▶ _INFORMATION SUPPLIED_

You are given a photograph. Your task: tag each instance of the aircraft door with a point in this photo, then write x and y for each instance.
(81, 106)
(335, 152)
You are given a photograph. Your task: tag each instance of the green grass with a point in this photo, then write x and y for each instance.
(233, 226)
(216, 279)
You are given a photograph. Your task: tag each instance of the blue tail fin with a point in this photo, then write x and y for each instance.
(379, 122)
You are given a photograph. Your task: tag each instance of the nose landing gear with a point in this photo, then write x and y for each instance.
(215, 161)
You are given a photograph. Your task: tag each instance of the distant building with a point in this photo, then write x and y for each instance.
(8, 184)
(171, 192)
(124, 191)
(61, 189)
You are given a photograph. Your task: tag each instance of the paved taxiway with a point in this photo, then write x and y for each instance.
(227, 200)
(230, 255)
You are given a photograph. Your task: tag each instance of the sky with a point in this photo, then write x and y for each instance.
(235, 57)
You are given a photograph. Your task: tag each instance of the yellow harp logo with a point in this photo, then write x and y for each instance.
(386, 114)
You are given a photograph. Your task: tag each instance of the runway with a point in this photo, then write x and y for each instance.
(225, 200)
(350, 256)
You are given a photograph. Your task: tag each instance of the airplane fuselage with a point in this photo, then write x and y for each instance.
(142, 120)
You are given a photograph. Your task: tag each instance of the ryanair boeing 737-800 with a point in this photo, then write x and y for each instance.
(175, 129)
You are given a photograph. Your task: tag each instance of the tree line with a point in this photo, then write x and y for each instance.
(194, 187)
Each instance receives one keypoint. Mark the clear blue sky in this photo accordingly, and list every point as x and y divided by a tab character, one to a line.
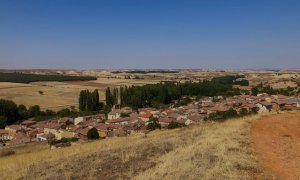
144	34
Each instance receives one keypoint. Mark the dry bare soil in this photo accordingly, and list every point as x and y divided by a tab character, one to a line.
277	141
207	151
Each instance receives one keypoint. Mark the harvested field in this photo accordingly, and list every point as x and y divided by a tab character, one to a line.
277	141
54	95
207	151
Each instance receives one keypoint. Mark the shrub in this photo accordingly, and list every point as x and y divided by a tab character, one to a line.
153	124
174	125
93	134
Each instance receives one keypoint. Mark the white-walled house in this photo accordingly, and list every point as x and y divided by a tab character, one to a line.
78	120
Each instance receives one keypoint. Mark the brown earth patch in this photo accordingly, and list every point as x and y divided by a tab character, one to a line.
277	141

▶ _EXERCISE OBJECTIVE_
Each line above, from the one that contains "Each instance receives one keypoint. Mark the dry" to the last line of the records, should be repeated exactly. Leave out all others.

▶ _TASK OUTPUT_
Each instance receives one keypoint. Mark the dry bare soil in this photo accordingly, and list every point as x and y divided by a tab character, one to a line.
277	141
207	151
Each instance receives one keypoint. Mark the harvested field in this photo accordingly, and list every point as x and y divided by a tab character, one to a line.
277	141
54	95
207	151
Each instance receives one keypoint. Mark the shrub in this photo accordingly, and list every point as x and y divided by a tab character, one to a line.
153	124
174	125
93	134
Each instance receives one keypoint. Mark the white-walled house in this photo accordingly, and list every point as x and y divided by a tab character, one to a line.
78	120
Each instance receives one keypoint. Mark the brown earth patch in this photo accordingly, and list every point as x and y divided by a tab character, one to a line.
277	141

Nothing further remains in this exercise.